I also picked up a great little book full of wonderful geologically enriching words by Marcia Bjornerud.

Really pleased with the results I am getting from the new batch of directional magnetic steel sent from Union Steel Products. These are coming out better than in previous tests.

Norman P. Goss invented grain-orientated steel in 1934. It was produced through a two-stage cold rolling process with intermediate annealing between the cold rolling stages. Grain-oriented electrical steel enabled the development of highly efficient electrical machines, especially transformers. Today, the magnetic cores of all high-voltage high-power transformers are made of grain-oriented electrical steel. The strong preferred crystallographic orientation is known as a Goss texture.

When I receive the electrical steel it has a grey insulation coating which has been applied to both sides of the sheet to avoid eddy currents between the stacked sheets when used in a transformer core. I am removing this coating by sanding. I then etch the sheets in copper sulphate solution for 20 minutes. The plate must be dried very quickly when it is taken out of the etching bath. I then lightly polish and wax the surface. Some detail is lost quite quickly and areas can become muddy after etching so I still need to experiment a little more with alternative cleaning and sealing methods.

A previous batch had a different coating that proved impossible to remove cleanly even with the most extreme methods. This new batch has two different types of sheet which have a slightly different pattern to reveal. It is quite hard work but a fascinating material to experiment with.

I have been considering using the Directional Magnetic Steel Pieces in some form of suspended sculpture as movement causes the surface to catch the light revealing the patterned surface of this material. I might use it to mark the line of declination across the gallery floor from True North to Magnetic North at the time of installation.

Thinking about moving sculptures –

Imagine holding Einstein’s attention for the forty minutes it takes your work to revolve. A Universe by Alexander Calder 1934, painted iron pipe, steel wire, motor, and wood with string. One of the first artists to explore kinetic and motor driven sculpture, expanding drawing into 3D and painting into motion. A nice intro to Calder from 2016 – The Universe of Alexander Calder with Dara Ó Briain.

################

Problem
According to the notes on directional magnetic steel, how long are the sheets etched?

Data lines
################

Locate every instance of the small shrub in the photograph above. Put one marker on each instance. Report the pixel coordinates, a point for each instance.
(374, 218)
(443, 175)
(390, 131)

################

Solution below
20 minutes